WORK INSTRUCTION —
The listing below holds a line with "of the smiling" and a line with "of the hazy". Reproduce those two lines exactly, plus everything between them.

LISTED ENTRIES —
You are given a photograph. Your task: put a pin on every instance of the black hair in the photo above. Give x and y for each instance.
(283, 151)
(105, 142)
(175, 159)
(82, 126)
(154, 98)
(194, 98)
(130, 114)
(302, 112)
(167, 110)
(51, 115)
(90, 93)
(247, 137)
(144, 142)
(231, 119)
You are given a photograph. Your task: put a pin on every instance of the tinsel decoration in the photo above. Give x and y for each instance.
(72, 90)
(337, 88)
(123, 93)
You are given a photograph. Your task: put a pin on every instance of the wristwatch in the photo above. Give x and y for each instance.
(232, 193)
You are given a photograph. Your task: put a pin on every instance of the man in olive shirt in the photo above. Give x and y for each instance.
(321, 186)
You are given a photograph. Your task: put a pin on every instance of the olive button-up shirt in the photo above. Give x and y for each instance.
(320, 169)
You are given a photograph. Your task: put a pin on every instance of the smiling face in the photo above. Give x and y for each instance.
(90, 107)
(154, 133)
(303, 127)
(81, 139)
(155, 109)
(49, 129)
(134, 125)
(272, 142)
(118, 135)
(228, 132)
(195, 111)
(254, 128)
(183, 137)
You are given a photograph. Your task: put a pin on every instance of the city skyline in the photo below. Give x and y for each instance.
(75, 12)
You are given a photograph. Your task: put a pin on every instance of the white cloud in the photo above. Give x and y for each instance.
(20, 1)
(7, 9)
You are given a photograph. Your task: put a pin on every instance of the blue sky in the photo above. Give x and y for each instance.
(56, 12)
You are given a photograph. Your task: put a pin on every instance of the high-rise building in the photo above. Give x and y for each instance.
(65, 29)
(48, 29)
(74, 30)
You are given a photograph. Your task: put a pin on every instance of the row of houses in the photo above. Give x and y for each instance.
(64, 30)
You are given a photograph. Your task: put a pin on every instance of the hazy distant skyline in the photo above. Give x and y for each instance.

...

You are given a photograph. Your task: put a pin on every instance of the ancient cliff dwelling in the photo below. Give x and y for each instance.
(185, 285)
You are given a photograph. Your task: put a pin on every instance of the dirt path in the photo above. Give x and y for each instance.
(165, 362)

SOLUTION —
You are given a photograph. Your task: put a pin on every instance of the smiling face in the photo above. Give x and y for each instance.
(90, 107)
(154, 133)
(303, 127)
(81, 139)
(155, 109)
(49, 129)
(134, 125)
(272, 142)
(118, 135)
(228, 132)
(195, 111)
(254, 128)
(183, 137)
You are given a photograph. Your task: put a pin on every instance of the city skyline in the photo below. Give x and y for each instance.
(75, 12)
You are given a photograph. Your task: put a pin on every instance of the white cloud in the photo above. Give x and y for each instance.
(20, 1)
(7, 9)
You are given a photograph. Your task: put a pin on every instance of the blue sky in the photo above. Give x and y for each instance.
(56, 12)
You are given a photograph. Your task: put a pin on every instance of the high-rise building in the photo above. Give x and y for each instance.
(65, 29)
(48, 29)
(74, 30)
You are given a photograph. Your task: put a pin on every instance of the row of houses in the photo above. Give x and y for each instance.
(64, 30)
You are given a photograph. Your task: put a pin on every instance of the hazy distant skyline in the photo above. Give x and y for each instance.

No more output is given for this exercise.